[[ Given records, beginning ]]
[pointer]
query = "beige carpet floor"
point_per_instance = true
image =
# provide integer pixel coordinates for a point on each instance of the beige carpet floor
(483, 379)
[[ Given records, end ]]
#### Task to complete
All of the material must be reproduced exactly.

#### Answer section
[pointer]
query = "beige carpet floor"
point_per_instance = true
image =
# provide integer pixel coordinates for a point on each instance of the beige carpet floor
(483, 379)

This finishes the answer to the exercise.